MATERIAL FOR THIS EXERCISE —

━━━━━━━━━━━━━━━━━━━━

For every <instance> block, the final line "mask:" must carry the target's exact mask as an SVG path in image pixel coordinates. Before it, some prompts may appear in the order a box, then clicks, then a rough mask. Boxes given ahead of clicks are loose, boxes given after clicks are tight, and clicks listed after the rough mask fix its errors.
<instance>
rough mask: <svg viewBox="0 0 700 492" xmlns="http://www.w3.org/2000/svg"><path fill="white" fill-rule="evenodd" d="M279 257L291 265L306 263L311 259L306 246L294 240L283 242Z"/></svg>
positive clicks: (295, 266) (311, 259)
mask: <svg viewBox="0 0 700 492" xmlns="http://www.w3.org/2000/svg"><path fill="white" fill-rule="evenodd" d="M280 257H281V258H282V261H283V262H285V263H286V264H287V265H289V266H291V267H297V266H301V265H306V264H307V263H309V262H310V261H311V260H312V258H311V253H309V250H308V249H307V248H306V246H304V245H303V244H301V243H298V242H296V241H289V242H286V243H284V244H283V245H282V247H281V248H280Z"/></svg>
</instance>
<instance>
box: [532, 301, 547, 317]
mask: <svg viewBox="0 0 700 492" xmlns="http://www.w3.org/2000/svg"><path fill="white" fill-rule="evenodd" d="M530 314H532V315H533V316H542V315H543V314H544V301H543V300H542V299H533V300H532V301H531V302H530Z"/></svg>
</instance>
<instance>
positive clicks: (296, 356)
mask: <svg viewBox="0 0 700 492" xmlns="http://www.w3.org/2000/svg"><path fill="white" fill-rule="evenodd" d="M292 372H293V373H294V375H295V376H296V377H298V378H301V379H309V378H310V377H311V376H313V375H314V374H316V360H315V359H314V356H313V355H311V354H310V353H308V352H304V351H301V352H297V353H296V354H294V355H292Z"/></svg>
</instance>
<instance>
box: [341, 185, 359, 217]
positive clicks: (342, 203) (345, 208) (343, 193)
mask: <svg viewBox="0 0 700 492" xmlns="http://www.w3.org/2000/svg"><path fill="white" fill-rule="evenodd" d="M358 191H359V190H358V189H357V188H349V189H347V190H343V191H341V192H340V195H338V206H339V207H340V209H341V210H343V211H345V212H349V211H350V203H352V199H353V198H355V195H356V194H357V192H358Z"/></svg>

━━━━━━━━━━━━━━━━━━━━

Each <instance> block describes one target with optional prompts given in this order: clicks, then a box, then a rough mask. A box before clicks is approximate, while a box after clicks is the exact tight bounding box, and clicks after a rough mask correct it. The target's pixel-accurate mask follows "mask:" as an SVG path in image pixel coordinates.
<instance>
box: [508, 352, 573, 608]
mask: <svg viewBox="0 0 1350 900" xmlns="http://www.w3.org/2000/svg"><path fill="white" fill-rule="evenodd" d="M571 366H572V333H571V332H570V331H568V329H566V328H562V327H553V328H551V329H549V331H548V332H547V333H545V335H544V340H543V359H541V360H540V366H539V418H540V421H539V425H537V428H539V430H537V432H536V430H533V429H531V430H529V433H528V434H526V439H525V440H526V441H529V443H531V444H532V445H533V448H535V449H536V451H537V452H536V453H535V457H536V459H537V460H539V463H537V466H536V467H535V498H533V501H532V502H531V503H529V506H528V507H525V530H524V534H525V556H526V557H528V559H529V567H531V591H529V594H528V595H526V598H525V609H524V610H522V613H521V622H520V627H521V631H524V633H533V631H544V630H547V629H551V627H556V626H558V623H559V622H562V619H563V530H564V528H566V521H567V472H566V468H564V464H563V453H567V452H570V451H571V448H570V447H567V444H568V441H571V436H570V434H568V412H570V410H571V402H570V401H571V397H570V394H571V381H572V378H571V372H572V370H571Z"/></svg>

━━━━━━━━━━━━━━━━━━━━

REQUEST —
Count how many lines of the items above contain the string "positive". Reply with the number alone.

OUTPUT OF THE TASK —
3